**EXERCISE:**
Somewhere below are a line with "Target: man's ear" and a later line with "of the handshake". Output exactly those lines and all lines between them.

(Beginning of LISTED ENTRIES)

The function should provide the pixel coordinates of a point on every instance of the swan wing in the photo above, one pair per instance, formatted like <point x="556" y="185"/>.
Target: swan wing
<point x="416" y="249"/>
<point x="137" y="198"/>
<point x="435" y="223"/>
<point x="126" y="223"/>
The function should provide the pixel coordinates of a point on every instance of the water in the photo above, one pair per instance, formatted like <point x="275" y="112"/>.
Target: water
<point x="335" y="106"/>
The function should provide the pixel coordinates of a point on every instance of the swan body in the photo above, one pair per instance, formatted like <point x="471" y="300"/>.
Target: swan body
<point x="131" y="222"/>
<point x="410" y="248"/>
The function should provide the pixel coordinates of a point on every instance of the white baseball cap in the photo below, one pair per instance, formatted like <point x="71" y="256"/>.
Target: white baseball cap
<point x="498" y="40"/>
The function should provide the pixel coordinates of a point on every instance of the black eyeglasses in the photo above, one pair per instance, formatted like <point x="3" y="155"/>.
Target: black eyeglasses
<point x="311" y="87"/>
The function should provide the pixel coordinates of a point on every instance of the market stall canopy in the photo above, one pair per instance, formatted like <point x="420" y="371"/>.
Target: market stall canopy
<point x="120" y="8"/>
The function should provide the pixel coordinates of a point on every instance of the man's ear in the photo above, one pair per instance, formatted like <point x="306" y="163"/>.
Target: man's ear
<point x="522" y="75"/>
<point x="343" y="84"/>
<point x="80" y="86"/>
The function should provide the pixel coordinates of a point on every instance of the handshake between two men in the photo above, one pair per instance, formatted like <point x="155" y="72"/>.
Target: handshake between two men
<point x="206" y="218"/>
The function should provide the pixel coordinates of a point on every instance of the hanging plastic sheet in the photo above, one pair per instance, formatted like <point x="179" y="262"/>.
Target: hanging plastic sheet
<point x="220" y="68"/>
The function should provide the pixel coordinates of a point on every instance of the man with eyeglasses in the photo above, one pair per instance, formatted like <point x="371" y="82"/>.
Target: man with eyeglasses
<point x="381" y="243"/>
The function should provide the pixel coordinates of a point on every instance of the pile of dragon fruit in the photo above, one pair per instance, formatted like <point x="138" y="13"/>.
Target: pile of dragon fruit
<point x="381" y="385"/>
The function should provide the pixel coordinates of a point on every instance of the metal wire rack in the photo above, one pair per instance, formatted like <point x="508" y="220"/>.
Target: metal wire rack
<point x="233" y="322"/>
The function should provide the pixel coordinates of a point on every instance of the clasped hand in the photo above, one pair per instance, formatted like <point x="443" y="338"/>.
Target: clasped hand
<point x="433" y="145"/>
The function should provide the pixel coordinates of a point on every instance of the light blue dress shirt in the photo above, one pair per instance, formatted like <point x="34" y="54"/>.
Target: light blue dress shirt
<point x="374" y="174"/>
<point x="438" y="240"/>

(End of LISTED ENTRIES)

**SOLUTION FOR THIS TASK:**
Target: man's ear
<point x="522" y="75"/>
<point x="343" y="84"/>
<point x="80" y="86"/>
The function should provide the pixel coordinates of a point on every instance of the handshake between two men in the photo above, one pair per instance, formatted like <point x="155" y="72"/>.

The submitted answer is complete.